Print the range of lines that opens with the line containing "Point out the building" and closes with the last line of the listing. Include both ends; print nothing more.

— Start of The input —

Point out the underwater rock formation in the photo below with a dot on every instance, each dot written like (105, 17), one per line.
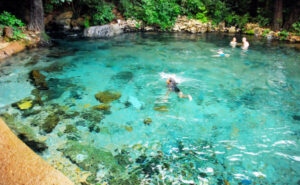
(38, 80)
(107, 96)
(161, 108)
(147, 121)
(24, 104)
(50, 122)
(20, 165)
(70, 129)
(105, 107)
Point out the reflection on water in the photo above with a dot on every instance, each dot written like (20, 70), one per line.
(241, 127)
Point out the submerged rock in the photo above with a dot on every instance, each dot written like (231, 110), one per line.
(296, 117)
(147, 121)
(135, 102)
(87, 157)
(25, 133)
(50, 122)
(38, 99)
(123, 75)
(24, 104)
(70, 129)
(39, 80)
(105, 107)
(107, 96)
(161, 108)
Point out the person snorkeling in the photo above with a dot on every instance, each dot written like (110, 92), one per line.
(172, 87)
(245, 43)
(233, 43)
(221, 53)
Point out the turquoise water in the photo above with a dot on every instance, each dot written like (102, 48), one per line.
(242, 125)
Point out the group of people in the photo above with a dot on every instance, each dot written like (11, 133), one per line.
(172, 84)
(245, 44)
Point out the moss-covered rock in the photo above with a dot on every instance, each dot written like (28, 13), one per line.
(50, 122)
(70, 129)
(105, 107)
(24, 104)
(147, 121)
(107, 96)
(38, 80)
(24, 132)
(92, 115)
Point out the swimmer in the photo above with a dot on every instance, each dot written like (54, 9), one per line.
(172, 87)
(233, 42)
(245, 43)
(221, 54)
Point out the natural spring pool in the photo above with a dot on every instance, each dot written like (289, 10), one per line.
(242, 126)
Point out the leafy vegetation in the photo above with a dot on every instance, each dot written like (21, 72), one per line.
(100, 11)
(7, 19)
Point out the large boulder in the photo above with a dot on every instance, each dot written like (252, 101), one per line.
(25, 133)
(38, 80)
(8, 32)
(64, 20)
(105, 31)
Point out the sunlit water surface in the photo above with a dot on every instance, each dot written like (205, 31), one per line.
(242, 125)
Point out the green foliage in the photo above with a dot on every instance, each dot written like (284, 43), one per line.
(7, 19)
(86, 23)
(266, 32)
(249, 32)
(102, 13)
(283, 35)
(160, 13)
(296, 27)
(193, 7)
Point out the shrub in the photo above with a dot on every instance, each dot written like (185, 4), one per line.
(266, 32)
(102, 13)
(7, 19)
(249, 32)
(296, 27)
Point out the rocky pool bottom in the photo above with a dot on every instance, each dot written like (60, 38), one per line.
(96, 110)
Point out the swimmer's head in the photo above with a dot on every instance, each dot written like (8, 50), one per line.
(170, 80)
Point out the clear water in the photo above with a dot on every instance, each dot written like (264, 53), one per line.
(240, 127)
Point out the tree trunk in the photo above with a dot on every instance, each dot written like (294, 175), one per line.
(36, 22)
(277, 21)
(293, 17)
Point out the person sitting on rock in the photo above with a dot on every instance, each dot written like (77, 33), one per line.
(245, 43)
(172, 87)
(233, 42)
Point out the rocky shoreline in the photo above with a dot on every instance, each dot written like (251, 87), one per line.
(9, 48)
(66, 24)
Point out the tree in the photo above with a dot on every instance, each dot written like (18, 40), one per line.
(277, 21)
(36, 22)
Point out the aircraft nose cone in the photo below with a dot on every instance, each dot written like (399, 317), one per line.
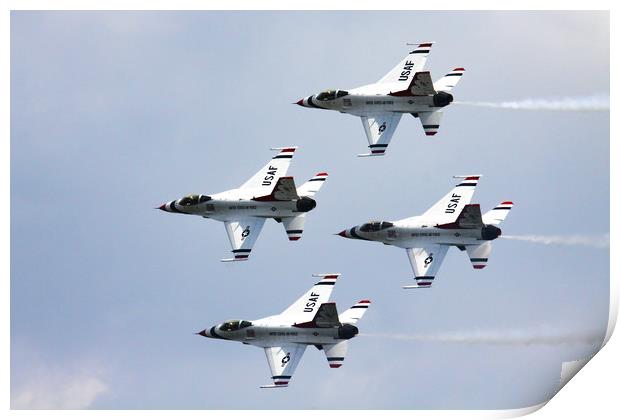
(204, 333)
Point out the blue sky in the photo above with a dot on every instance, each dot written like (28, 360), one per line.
(113, 114)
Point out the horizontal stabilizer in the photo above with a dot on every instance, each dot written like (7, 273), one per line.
(313, 185)
(355, 312)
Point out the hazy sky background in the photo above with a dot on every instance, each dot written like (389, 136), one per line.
(113, 114)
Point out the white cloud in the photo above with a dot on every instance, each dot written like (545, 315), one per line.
(54, 390)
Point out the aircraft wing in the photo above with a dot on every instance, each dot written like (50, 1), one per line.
(401, 74)
(425, 263)
(242, 234)
(305, 308)
(336, 353)
(379, 129)
(283, 361)
(450, 206)
(264, 180)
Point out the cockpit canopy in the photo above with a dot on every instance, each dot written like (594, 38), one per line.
(329, 95)
(193, 199)
(234, 325)
(375, 226)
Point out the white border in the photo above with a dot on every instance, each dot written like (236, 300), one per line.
(595, 392)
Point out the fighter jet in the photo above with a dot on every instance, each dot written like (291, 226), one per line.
(452, 221)
(268, 194)
(406, 89)
(311, 320)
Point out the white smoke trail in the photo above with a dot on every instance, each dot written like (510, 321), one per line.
(595, 103)
(594, 241)
(503, 338)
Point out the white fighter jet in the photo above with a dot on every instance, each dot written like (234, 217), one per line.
(406, 89)
(452, 221)
(311, 320)
(268, 194)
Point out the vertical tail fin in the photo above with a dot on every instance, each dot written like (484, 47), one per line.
(336, 353)
(496, 215)
(284, 190)
(313, 185)
(447, 83)
(479, 254)
(355, 312)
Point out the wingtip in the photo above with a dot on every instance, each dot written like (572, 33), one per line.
(330, 275)
(289, 148)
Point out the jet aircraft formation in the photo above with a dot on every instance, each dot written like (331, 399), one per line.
(270, 194)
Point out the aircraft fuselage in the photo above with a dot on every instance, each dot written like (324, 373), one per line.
(264, 335)
(361, 102)
(233, 204)
(413, 235)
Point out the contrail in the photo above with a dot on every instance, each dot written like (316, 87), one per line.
(504, 338)
(592, 103)
(594, 241)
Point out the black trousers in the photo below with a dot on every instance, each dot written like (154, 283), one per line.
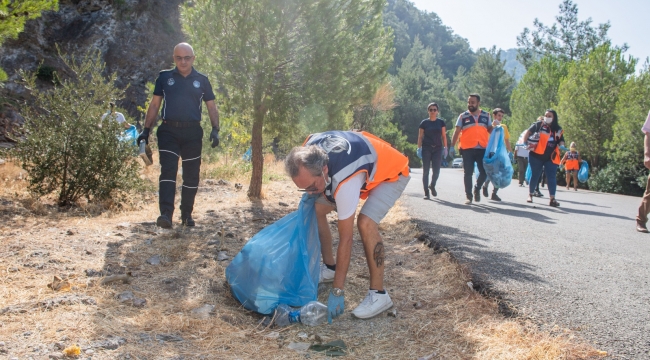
(471, 156)
(173, 143)
(431, 159)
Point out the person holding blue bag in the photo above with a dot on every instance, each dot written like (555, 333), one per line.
(571, 161)
(497, 116)
(544, 139)
(473, 129)
(343, 167)
(432, 148)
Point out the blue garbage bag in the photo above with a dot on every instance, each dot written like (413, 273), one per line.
(496, 162)
(130, 135)
(280, 264)
(583, 173)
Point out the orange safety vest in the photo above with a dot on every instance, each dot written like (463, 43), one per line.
(474, 132)
(571, 161)
(544, 134)
(359, 152)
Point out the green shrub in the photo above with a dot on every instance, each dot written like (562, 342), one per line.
(66, 151)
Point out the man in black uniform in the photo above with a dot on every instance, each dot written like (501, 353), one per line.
(180, 135)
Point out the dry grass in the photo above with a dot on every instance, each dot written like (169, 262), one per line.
(450, 321)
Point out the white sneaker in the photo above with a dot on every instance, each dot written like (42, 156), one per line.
(326, 275)
(373, 305)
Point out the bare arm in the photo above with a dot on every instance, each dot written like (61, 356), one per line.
(344, 251)
(454, 138)
(152, 111)
(213, 113)
(646, 151)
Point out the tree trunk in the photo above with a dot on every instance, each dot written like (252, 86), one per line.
(255, 188)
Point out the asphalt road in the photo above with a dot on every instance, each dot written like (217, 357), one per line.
(582, 266)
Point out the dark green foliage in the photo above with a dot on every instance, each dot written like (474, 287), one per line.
(409, 23)
(568, 39)
(587, 99)
(66, 152)
(419, 81)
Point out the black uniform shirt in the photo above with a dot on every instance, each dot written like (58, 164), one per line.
(182, 96)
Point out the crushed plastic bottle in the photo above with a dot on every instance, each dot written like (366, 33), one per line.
(312, 314)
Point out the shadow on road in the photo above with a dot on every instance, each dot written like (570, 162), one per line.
(484, 209)
(469, 249)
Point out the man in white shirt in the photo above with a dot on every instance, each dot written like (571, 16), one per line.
(644, 209)
(343, 167)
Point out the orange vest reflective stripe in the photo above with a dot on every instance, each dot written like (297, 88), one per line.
(544, 135)
(474, 132)
(359, 152)
(572, 161)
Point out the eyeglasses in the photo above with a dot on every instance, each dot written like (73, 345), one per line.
(181, 58)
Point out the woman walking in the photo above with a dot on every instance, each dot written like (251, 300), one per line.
(432, 146)
(545, 139)
(571, 161)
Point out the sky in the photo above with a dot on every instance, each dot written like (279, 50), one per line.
(485, 23)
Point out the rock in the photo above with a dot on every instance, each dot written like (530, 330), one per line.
(93, 273)
(298, 347)
(111, 343)
(154, 260)
(137, 302)
(168, 337)
(125, 296)
(203, 312)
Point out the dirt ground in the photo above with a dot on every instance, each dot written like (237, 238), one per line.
(436, 314)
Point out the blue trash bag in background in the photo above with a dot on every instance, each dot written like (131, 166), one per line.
(130, 135)
(583, 173)
(496, 162)
(248, 155)
(280, 264)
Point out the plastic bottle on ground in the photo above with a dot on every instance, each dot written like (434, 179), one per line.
(312, 314)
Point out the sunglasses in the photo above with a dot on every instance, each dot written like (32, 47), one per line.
(181, 58)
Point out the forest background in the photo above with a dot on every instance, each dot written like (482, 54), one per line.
(285, 69)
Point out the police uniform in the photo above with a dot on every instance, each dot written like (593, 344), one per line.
(180, 135)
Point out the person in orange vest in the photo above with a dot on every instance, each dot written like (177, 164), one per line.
(571, 161)
(544, 139)
(343, 167)
(473, 129)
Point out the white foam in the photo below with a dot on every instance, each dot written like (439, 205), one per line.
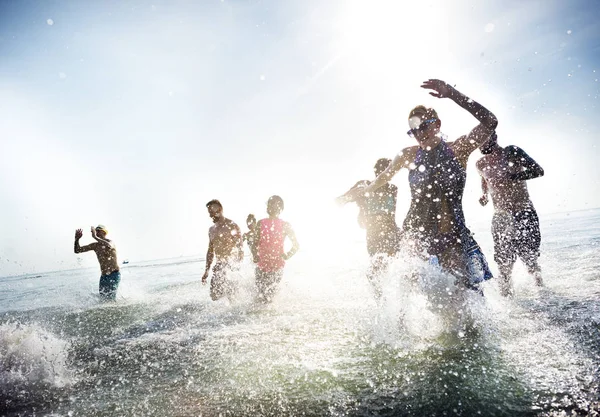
(31, 355)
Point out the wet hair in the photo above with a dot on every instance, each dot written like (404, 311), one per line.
(382, 164)
(423, 112)
(276, 201)
(216, 202)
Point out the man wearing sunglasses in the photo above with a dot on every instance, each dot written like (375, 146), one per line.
(437, 173)
(515, 225)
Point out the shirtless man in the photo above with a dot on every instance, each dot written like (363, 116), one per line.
(435, 223)
(251, 236)
(106, 253)
(378, 216)
(515, 226)
(271, 256)
(225, 242)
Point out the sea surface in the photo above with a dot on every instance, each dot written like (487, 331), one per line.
(324, 347)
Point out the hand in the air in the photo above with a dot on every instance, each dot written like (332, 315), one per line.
(440, 88)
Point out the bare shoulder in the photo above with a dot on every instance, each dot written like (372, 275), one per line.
(231, 224)
(408, 155)
(481, 163)
(462, 148)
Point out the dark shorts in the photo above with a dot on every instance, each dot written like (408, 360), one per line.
(267, 283)
(516, 235)
(383, 237)
(109, 284)
(220, 284)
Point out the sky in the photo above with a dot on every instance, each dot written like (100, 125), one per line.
(134, 114)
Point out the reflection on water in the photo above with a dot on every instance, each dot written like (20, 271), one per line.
(324, 347)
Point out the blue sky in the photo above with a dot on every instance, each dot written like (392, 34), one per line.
(134, 114)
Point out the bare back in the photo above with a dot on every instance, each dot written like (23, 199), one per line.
(225, 238)
(106, 254)
(507, 194)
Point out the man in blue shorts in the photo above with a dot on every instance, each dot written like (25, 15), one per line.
(106, 253)
(515, 225)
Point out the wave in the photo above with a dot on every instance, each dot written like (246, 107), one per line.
(32, 357)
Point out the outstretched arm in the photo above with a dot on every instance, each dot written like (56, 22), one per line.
(527, 168)
(487, 120)
(403, 159)
(289, 232)
(209, 258)
(80, 249)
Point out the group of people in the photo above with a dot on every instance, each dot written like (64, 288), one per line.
(434, 227)
(266, 240)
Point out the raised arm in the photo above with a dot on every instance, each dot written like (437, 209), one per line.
(80, 249)
(210, 254)
(527, 168)
(403, 159)
(487, 120)
(99, 239)
(289, 232)
(348, 196)
(237, 234)
(483, 200)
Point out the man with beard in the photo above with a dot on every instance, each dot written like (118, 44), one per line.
(515, 225)
(225, 243)
(377, 216)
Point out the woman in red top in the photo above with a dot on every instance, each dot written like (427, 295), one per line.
(270, 254)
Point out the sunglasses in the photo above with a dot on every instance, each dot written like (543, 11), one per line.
(421, 128)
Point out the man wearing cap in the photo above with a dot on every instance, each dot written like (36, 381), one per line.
(224, 243)
(271, 255)
(106, 253)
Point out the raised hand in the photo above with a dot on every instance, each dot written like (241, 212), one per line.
(440, 88)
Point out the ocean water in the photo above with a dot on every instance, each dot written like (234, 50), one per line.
(324, 347)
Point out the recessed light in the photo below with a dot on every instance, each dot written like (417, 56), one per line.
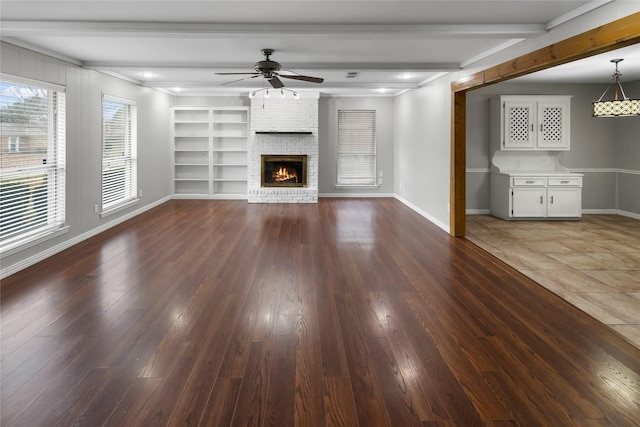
(407, 75)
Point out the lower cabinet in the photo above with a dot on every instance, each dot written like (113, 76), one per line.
(535, 197)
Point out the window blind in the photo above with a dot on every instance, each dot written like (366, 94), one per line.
(32, 161)
(119, 152)
(356, 147)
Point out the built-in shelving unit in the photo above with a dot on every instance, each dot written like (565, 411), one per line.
(210, 152)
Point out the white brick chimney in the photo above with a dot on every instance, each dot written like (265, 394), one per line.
(277, 114)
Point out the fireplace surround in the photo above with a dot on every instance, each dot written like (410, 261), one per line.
(284, 127)
(283, 170)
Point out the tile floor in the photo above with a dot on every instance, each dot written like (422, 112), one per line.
(594, 263)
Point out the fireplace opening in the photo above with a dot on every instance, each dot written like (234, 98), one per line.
(283, 171)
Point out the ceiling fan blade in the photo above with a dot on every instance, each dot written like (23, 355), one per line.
(276, 82)
(304, 78)
(239, 80)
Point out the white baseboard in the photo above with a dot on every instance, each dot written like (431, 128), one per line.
(599, 212)
(478, 211)
(358, 195)
(432, 219)
(20, 265)
(629, 214)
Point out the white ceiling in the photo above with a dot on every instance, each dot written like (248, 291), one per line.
(184, 43)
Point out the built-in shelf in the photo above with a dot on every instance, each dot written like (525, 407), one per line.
(273, 132)
(210, 152)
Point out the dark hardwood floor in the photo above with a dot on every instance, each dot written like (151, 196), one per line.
(348, 312)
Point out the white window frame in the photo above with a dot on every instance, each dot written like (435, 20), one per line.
(356, 150)
(13, 144)
(37, 228)
(118, 193)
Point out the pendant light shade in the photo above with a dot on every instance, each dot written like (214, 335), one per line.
(620, 105)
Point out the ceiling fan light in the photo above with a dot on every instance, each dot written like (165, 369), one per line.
(620, 106)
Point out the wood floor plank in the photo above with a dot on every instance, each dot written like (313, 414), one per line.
(338, 402)
(252, 396)
(353, 312)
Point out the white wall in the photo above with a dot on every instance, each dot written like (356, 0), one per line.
(422, 150)
(83, 181)
(423, 118)
(328, 143)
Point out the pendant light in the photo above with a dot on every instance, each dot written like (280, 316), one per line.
(620, 105)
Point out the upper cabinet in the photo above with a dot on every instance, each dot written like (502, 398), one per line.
(530, 122)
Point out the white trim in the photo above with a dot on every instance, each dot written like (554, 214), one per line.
(586, 8)
(432, 219)
(20, 43)
(478, 211)
(604, 170)
(359, 195)
(118, 99)
(26, 81)
(599, 212)
(118, 208)
(629, 171)
(611, 212)
(20, 265)
(218, 196)
(357, 186)
(628, 214)
(35, 239)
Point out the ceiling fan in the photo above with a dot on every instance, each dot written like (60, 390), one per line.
(269, 70)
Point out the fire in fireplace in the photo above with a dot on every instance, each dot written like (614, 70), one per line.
(284, 171)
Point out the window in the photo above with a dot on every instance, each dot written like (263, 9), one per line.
(356, 147)
(32, 163)
(119, 153)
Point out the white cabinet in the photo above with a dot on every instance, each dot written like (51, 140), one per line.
(210, 151)
(528, 122)
(515, 196)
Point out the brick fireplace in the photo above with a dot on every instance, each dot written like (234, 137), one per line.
(286, 129)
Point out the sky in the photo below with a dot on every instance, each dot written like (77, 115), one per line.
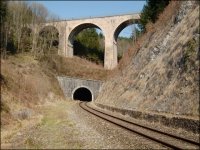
(86, 9)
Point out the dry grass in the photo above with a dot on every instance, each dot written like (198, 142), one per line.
(166, 17)
(74, 67)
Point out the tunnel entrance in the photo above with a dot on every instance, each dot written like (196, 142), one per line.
(82, 94)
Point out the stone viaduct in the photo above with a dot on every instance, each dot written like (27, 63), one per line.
(111, 26)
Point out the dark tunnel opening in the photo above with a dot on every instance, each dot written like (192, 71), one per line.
(82, 94)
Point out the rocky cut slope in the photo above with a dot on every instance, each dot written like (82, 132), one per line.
(163, 76)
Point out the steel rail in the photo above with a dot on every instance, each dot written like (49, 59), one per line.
(105, 116)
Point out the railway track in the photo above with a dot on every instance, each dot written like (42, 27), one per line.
(166, 139)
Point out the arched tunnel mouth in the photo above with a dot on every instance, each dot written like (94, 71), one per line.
(82, 94)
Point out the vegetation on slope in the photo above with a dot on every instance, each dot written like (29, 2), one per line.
(162, 71)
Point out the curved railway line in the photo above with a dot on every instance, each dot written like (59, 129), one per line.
(166, 139)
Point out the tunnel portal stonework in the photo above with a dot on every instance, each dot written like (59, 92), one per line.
(110, 26)
(69, 85)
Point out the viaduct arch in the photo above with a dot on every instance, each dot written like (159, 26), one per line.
(111, 26)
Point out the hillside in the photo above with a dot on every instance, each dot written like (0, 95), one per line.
(27, 82)
(163, 75)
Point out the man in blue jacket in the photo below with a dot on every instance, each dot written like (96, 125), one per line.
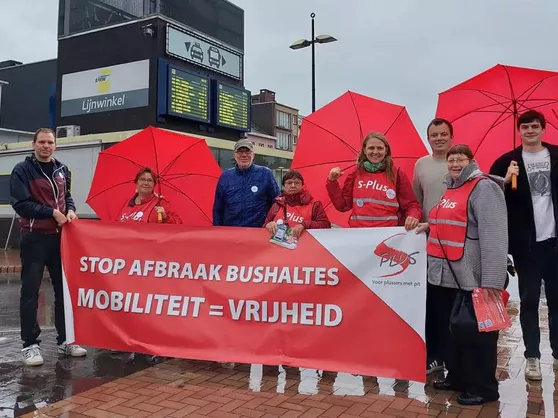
(246, 192)
(40, 195)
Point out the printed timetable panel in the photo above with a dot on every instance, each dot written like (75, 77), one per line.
(233, 107)
(188, 95)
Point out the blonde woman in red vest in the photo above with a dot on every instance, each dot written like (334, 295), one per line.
(378, 193)
(296, 206)
(145, 205)
(467, 249)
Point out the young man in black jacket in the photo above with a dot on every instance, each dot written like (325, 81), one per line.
(40, 195)
(532, 215)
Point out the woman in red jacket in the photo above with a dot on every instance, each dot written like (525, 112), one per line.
(378, 193)
(146, 205)
(296, 207)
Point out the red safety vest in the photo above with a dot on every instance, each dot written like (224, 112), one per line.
(448, 222)
(295, 214)
(144, 212)
(375, 201)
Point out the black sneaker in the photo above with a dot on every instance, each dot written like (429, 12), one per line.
(434, 366)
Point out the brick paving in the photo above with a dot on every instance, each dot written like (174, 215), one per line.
(120, 385)
(183, 388)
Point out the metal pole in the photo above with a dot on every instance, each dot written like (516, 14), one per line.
(313, 15)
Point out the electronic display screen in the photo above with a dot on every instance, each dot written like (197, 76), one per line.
(233, 107)
(188, 95)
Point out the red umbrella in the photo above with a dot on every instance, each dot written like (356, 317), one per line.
(484, 109)
(332, 137)
(186, 169)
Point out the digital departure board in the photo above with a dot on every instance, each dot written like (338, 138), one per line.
(188, 95)
(233, 107)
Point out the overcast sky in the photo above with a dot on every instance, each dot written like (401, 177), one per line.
(401, 51)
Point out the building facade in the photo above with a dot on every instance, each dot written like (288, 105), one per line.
(276, 119)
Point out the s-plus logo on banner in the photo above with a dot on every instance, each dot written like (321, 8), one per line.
(392, 258)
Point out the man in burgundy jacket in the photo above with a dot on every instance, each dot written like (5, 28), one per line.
(40, 195)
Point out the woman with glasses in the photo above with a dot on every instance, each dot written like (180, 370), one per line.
(296, 207)
(146, 205)
(467, 249)
(377, 193)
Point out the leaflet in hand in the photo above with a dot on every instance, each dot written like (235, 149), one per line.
(490, 309)
(284, 236)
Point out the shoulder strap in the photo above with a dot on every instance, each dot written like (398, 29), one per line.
(445, 255)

— End of The input —

• Response:
Point out the building facade in the photo above with a dot on every instance, each dot written like (288, 105), one per line.
(276, 119)
Point out the s-plus logo on banner in the photo above with a dot on every instance, each dot written like (321, 8), one per line.
(392, 258)
Point out the man in burgundy jacket in the photo above with a dot on every instance, each dot written like (5, 28), one per line.
(40, 195)
Point out the woman with glasses in the photo above with a dot on every instance, each dot written like (180, 370), one per line.
(296, 207)
(146, 205)
(467, 249)
(377, 193)
Point out the leaflet in hand in the photo above with a dot on every instance, each dot written like (235, 149), one per line.
(490, 309)
(284, 236)
Point out the shoulder strap in the photo above with a dot on every instance, each dot written like (398, 29), one per line.
(445, 255)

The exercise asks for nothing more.